=== Brief ===
Copy out the stretch of items from the line containing "of every woman's" through the line containing "(50, 496), (188, 597)", both of those lines included, keeping every line identical.

=== Information provided ===
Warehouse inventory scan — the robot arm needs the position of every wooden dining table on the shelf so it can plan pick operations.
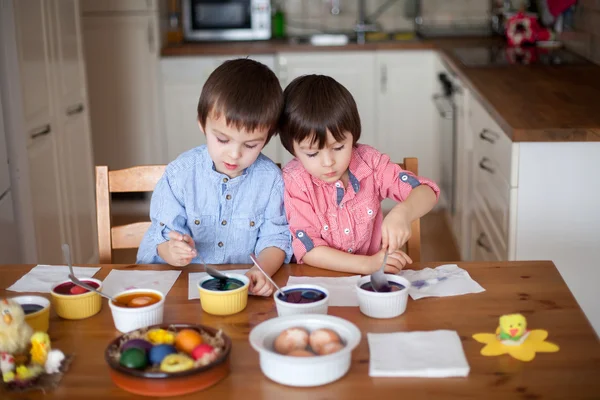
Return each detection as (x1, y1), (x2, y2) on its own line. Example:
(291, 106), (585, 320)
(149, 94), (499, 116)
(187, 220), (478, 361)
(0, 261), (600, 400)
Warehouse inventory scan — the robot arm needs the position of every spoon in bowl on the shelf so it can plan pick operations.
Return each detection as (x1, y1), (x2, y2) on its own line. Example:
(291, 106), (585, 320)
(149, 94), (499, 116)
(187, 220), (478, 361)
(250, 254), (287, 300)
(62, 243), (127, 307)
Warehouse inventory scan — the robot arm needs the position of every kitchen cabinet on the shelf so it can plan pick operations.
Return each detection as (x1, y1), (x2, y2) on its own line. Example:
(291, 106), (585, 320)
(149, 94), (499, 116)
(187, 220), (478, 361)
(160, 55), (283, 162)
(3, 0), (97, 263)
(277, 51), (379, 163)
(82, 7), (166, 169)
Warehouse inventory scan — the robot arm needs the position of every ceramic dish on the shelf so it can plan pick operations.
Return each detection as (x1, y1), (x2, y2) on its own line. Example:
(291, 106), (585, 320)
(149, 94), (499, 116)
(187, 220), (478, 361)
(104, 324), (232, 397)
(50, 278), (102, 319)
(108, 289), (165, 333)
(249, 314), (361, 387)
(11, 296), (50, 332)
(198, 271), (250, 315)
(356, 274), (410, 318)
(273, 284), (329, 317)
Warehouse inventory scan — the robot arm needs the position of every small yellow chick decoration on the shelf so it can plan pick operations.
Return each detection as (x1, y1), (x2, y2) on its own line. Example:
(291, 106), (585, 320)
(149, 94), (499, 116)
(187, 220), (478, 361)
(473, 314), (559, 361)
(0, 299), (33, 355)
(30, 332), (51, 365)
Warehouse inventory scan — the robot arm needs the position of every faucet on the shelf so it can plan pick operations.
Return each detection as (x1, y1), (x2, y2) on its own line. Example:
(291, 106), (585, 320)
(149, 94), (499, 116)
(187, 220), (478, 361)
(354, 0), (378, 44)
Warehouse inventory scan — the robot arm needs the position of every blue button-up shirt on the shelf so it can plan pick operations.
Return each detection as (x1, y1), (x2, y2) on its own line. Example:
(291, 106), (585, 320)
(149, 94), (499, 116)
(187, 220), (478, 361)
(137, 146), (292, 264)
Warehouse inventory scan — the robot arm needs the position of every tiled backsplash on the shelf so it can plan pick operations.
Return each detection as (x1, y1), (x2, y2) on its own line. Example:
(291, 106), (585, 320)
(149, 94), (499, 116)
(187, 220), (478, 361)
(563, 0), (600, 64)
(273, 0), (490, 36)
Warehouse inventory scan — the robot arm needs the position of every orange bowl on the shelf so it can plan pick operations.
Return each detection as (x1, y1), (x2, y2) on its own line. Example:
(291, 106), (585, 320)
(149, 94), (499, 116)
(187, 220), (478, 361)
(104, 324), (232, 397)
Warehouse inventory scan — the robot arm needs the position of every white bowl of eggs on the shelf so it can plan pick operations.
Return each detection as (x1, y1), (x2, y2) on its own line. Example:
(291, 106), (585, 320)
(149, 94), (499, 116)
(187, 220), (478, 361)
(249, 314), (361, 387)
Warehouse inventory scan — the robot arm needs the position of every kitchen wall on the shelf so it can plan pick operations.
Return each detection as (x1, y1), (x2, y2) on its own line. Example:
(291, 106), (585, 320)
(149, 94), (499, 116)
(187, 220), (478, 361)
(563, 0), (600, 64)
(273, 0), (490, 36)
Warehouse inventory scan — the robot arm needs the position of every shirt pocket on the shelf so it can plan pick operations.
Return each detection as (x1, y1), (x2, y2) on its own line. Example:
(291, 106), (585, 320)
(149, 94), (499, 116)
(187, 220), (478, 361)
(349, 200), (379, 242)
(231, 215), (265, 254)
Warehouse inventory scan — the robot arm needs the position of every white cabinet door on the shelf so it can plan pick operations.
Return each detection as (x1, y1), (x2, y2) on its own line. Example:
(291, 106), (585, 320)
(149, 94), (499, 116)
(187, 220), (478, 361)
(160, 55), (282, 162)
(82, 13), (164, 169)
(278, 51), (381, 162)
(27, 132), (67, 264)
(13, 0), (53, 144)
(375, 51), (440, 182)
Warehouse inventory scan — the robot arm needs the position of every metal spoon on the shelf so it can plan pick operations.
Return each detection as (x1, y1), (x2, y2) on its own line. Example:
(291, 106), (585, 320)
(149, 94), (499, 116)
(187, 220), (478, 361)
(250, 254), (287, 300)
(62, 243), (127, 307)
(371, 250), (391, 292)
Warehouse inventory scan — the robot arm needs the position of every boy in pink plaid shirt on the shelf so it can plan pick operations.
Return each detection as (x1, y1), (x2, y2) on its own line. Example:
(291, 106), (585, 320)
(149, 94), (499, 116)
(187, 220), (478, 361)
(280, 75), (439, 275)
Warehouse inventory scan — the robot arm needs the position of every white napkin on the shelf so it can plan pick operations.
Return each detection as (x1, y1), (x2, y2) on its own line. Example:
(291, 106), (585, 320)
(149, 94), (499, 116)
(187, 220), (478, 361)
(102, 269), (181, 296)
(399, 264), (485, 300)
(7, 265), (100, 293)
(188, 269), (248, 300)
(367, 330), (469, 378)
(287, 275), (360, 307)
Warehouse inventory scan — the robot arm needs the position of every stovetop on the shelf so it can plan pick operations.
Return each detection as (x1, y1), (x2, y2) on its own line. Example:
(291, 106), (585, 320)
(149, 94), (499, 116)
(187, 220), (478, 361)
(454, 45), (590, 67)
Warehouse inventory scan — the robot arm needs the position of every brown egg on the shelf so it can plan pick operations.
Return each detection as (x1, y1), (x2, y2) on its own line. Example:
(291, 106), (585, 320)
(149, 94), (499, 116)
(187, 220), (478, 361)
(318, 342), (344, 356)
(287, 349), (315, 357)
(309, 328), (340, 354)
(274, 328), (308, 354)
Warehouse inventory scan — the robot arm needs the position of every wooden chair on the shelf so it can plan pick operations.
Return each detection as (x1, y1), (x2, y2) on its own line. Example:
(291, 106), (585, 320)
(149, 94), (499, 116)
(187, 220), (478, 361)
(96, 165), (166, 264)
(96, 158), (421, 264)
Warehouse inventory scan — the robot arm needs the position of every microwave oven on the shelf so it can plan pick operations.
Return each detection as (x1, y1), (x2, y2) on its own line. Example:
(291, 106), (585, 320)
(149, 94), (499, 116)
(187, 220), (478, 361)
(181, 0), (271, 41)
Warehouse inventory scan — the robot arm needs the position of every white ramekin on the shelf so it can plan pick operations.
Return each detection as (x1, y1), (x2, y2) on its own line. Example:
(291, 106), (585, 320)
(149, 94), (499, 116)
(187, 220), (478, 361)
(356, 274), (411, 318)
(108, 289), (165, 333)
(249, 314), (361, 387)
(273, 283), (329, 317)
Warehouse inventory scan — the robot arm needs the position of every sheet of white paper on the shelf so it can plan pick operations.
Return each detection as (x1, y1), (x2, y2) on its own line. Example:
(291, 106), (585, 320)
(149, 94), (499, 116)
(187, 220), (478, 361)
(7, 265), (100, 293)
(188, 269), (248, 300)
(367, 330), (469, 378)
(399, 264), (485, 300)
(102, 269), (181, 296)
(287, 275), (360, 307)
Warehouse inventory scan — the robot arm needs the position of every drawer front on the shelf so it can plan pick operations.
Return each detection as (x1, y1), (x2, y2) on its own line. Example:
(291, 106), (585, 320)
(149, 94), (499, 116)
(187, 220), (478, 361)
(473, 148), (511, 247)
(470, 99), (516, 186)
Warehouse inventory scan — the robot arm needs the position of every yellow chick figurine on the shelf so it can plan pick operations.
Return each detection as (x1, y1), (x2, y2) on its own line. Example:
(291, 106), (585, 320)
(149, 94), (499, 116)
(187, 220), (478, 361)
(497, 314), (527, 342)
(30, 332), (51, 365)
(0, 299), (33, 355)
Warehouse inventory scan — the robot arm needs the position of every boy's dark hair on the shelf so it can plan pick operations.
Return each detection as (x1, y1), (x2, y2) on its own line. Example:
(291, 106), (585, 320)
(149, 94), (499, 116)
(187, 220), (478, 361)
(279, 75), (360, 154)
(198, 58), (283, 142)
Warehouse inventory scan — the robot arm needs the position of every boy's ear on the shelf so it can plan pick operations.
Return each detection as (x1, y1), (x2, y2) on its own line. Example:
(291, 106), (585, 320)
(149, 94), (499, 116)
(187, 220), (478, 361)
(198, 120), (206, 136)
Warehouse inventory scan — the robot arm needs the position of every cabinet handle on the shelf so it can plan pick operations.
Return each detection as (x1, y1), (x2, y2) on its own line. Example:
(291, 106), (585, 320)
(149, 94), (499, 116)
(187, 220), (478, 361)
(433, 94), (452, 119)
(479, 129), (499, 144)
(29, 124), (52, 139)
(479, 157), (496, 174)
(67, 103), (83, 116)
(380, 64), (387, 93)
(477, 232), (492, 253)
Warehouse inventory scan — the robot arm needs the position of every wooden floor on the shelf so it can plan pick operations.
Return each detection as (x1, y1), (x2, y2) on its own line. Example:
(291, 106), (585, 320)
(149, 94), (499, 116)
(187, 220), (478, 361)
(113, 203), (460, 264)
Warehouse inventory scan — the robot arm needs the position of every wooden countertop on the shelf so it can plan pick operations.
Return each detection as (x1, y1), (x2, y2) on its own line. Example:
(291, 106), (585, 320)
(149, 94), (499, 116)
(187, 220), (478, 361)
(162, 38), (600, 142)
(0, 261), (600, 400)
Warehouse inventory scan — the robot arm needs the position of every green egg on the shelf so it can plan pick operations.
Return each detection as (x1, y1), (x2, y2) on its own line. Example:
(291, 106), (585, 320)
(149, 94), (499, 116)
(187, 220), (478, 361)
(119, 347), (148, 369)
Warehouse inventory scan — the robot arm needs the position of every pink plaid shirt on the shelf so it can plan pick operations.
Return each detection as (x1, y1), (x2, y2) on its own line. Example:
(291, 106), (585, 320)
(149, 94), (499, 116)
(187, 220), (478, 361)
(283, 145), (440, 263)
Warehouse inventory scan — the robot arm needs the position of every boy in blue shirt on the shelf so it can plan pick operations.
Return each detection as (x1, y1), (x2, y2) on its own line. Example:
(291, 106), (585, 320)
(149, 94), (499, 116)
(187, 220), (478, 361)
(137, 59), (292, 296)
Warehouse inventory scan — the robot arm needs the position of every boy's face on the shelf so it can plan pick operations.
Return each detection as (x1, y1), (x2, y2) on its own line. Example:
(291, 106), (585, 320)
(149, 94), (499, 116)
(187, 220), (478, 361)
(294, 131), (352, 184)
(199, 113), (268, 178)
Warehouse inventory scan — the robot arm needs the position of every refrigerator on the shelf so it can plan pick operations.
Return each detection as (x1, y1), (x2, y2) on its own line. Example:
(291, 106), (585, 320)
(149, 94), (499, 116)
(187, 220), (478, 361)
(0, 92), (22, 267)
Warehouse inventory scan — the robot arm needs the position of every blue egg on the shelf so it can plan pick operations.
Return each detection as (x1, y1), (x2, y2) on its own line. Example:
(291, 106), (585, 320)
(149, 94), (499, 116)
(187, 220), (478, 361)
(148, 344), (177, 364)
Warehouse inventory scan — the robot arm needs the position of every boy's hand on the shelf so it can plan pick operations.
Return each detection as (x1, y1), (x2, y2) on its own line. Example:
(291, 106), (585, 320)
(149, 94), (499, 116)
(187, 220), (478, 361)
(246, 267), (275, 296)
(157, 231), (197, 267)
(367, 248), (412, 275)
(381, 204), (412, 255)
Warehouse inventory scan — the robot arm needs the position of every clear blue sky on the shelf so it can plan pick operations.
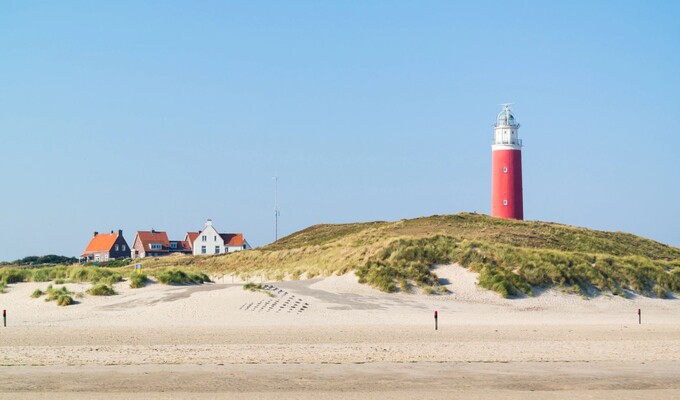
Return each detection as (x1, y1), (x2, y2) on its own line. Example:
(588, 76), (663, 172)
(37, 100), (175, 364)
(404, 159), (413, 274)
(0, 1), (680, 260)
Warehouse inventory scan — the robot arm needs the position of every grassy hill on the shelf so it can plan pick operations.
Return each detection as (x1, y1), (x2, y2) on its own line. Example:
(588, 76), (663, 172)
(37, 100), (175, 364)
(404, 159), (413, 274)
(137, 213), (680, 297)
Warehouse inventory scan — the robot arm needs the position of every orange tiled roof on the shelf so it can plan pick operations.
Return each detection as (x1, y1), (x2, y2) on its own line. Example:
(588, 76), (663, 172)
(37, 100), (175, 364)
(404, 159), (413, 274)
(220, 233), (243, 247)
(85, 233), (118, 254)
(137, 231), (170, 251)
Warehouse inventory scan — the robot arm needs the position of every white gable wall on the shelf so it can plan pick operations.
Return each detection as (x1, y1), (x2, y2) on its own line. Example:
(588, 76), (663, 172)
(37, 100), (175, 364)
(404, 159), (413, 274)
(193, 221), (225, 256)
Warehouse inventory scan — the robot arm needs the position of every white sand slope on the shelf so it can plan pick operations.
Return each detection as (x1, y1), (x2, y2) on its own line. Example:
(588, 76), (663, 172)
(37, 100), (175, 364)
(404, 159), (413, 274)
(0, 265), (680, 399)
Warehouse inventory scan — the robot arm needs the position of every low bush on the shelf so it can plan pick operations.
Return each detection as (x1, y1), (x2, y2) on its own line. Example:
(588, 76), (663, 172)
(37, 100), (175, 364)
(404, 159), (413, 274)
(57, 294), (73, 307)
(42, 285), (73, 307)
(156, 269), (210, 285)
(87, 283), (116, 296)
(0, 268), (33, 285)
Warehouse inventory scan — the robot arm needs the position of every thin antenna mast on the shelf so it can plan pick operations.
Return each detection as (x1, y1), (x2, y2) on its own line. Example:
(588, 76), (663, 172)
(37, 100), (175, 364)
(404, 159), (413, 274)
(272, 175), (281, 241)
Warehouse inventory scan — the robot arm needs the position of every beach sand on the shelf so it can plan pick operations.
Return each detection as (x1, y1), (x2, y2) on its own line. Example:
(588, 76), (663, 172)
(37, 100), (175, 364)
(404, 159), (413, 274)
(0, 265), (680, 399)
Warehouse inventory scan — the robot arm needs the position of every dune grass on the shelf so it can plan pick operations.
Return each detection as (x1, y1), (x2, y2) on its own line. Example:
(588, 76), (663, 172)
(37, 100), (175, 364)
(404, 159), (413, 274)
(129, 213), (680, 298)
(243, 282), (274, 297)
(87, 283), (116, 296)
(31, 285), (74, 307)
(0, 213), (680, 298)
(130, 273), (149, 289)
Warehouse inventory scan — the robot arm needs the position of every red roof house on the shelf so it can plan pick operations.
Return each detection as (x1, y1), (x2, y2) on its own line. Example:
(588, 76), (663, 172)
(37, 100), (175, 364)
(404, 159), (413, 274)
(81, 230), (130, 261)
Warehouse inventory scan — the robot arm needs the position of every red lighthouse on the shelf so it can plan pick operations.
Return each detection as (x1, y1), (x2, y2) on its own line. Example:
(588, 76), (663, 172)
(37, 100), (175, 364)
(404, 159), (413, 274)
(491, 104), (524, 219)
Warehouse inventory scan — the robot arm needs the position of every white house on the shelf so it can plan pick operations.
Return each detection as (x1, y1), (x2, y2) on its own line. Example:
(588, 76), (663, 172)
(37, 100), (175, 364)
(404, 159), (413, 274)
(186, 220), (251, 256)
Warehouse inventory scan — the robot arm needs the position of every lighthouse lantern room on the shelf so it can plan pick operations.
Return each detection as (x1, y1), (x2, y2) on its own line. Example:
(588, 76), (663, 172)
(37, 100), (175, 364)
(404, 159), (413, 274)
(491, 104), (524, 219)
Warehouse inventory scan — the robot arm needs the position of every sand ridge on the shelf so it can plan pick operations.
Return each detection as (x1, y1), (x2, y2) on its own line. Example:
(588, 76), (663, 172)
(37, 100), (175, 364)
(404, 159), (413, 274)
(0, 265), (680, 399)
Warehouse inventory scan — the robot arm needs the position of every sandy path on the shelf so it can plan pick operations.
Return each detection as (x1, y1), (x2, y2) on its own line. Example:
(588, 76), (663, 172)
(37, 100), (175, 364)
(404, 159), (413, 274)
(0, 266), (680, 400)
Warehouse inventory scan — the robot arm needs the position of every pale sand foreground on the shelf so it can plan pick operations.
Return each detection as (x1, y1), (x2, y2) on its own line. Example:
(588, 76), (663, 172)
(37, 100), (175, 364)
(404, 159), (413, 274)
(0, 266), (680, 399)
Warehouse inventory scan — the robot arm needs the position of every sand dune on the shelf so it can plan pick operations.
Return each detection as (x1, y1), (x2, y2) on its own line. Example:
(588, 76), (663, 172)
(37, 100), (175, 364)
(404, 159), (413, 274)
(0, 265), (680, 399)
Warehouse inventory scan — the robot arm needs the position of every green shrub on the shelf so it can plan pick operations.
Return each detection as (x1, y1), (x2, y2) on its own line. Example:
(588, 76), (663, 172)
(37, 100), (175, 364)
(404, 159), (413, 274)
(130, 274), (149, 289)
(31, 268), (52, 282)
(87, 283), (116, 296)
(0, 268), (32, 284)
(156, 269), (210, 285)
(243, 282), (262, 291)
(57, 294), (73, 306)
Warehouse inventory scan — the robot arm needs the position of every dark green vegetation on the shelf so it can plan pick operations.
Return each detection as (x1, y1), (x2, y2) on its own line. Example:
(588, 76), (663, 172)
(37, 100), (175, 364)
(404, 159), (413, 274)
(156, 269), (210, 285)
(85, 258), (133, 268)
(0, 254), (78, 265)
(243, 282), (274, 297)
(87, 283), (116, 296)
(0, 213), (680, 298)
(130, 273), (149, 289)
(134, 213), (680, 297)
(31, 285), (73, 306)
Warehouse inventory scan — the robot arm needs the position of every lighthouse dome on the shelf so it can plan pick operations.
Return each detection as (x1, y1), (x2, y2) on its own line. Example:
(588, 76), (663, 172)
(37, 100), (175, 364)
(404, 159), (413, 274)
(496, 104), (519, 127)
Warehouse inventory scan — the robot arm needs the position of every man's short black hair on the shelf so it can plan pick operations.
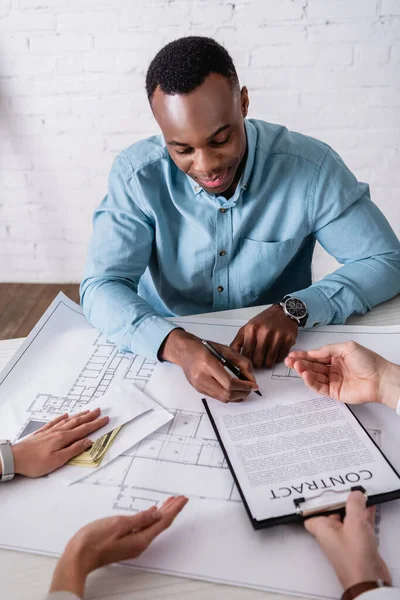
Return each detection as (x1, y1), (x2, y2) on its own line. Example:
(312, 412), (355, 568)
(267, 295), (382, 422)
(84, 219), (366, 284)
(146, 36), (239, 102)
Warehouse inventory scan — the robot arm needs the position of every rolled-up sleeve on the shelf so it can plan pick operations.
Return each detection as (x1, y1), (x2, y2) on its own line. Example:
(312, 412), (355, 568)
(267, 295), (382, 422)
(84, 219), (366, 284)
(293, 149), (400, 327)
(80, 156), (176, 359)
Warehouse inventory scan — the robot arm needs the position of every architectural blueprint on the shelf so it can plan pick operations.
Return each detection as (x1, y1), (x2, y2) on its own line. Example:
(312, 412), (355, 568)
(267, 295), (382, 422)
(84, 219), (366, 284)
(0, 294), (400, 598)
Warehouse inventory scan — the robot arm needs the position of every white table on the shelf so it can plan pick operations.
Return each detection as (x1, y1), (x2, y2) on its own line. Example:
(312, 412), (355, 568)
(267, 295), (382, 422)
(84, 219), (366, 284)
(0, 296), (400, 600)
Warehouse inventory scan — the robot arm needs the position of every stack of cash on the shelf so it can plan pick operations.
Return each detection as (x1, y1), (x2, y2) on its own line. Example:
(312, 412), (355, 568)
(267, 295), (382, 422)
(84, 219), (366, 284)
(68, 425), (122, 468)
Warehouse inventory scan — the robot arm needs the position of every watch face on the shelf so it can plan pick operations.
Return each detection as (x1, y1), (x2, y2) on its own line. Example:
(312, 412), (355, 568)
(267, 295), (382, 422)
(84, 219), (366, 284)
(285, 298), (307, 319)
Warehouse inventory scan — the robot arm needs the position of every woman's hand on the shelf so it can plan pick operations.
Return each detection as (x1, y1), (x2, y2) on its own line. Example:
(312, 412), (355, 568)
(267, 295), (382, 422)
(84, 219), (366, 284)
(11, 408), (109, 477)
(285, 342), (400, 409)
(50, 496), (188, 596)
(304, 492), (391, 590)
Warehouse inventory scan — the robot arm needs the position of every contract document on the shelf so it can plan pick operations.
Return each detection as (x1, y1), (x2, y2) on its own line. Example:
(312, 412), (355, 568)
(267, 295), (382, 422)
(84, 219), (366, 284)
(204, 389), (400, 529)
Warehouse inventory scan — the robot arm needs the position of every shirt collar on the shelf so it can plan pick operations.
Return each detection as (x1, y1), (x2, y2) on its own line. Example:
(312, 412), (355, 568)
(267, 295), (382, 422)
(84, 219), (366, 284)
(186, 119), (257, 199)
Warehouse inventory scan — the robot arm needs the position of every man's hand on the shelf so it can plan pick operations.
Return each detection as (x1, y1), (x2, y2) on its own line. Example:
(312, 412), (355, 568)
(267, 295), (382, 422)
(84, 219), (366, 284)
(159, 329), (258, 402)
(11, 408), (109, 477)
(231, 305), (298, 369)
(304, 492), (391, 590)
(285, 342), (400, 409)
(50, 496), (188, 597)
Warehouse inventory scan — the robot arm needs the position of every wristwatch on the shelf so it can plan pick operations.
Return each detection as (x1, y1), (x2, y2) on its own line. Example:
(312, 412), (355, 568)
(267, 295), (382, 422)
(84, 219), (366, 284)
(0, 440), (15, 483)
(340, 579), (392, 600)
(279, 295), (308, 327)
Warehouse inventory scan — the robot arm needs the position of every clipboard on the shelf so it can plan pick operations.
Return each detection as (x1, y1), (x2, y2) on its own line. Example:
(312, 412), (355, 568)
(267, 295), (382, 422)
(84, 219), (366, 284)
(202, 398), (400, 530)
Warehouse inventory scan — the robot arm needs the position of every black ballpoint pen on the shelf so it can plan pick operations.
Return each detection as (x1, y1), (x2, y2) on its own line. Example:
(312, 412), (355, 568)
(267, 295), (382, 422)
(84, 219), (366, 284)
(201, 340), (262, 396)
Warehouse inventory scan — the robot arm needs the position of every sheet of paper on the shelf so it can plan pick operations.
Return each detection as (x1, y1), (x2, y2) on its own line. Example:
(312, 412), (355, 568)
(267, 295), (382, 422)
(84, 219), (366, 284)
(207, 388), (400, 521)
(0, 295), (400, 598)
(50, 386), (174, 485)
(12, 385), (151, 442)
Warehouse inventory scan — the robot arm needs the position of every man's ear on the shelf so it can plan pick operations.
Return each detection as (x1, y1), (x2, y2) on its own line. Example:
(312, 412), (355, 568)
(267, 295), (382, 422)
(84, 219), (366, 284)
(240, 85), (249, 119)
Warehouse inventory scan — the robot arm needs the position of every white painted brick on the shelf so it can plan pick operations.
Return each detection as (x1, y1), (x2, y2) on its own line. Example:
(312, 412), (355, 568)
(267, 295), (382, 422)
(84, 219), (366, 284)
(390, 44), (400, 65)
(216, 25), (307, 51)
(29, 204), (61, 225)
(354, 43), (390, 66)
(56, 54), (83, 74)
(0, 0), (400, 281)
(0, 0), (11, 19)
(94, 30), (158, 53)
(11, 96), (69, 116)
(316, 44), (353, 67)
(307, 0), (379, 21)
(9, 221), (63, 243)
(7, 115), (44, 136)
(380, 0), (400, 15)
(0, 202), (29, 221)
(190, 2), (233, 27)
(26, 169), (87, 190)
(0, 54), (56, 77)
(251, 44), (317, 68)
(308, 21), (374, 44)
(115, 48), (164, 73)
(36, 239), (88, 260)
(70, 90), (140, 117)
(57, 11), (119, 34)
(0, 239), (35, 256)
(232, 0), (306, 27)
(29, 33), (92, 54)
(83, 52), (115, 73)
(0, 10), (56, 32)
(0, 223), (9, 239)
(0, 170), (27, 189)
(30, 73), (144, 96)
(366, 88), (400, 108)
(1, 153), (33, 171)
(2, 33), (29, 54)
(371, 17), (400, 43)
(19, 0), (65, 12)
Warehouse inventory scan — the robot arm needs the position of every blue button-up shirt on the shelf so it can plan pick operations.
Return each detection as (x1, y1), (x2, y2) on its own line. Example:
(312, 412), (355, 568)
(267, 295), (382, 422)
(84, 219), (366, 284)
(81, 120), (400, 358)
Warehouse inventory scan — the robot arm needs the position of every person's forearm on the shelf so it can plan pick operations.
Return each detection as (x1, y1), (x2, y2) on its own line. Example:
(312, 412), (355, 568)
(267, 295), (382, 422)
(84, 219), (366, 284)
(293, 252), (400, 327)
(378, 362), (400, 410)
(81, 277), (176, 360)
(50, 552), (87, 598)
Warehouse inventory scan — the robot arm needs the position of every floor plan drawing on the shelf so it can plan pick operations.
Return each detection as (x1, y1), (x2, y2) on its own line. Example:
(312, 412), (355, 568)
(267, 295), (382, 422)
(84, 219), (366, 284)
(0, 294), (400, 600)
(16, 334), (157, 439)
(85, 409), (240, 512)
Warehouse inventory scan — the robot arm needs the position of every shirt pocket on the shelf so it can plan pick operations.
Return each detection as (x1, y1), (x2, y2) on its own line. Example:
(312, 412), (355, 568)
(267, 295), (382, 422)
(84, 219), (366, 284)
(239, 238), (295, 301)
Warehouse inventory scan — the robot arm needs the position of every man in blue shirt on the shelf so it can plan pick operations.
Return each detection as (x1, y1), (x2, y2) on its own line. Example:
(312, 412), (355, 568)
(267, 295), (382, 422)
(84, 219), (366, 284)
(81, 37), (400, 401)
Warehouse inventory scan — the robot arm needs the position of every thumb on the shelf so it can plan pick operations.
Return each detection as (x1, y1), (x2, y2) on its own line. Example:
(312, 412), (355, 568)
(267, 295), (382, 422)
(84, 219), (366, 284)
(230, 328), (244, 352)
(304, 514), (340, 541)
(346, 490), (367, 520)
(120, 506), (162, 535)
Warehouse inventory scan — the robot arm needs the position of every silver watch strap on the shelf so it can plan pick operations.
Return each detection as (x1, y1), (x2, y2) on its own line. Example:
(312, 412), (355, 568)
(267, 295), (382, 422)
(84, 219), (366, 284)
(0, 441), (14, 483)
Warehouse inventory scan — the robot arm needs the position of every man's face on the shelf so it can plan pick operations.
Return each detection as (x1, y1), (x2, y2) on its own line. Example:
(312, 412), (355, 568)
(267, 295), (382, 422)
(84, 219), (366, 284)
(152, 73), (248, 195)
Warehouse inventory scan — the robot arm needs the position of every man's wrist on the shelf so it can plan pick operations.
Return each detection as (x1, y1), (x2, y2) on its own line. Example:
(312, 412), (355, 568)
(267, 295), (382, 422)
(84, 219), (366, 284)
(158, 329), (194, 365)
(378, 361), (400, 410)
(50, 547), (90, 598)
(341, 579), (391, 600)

=== The response ===
Warehouse inventory scan — the robot arm needs the position of every woman's hand on the shelf so it can plan pick operations.
Return each detection as (x1, y1), (x2, y2) on its own line. Example:
(312, 412), (355, 568)
(267, 295), (382, 422)
(84, 219), (366, 284)
(11, 408), (109, 477)
(285, 342), (400, 409)
(50, 496), (188, 596)
(304, 492), (391, 590)
Warehouse inventory scan — the robot arm needs the position of every contract document on the shelf so it can plan pick operations.
Return each detection as (x1, y1), (x2, y2) on its own line. Example:
(312, 412), (355, 568)
(267, 295), (382, 422)
(84, 219), (366, 284)
(204, 389), (400, 529)
Warehouse inventory scan — the robot arm needs the position of every shirt collar on the shelf so it can plan pick operations.
Return each detection as (x1, y1), (x2, y2) on its own line. Example:
(312, 412), (355, 568)
(267, 295), (382, 422)
(84, 219), (366, 284)
(186, 119), (257, 199)
Warehouse inventory scan — the robot arm needs the position of every man's hand on the shelf so it can plan pick operations.
Return each detection as (x1, y1), (x2, y2) on its own line. Example:
(312, 412), (355, 568)
(267, 295), (382, 422)
(84, 219), (366, 284)
(159, 329), (258, 402)
(11, 408), (109, 477)
(231, 305), (298, 369)
(304, 492), (391, 590)
(285, 342), (400, 409)
(50, 496), (188, 597)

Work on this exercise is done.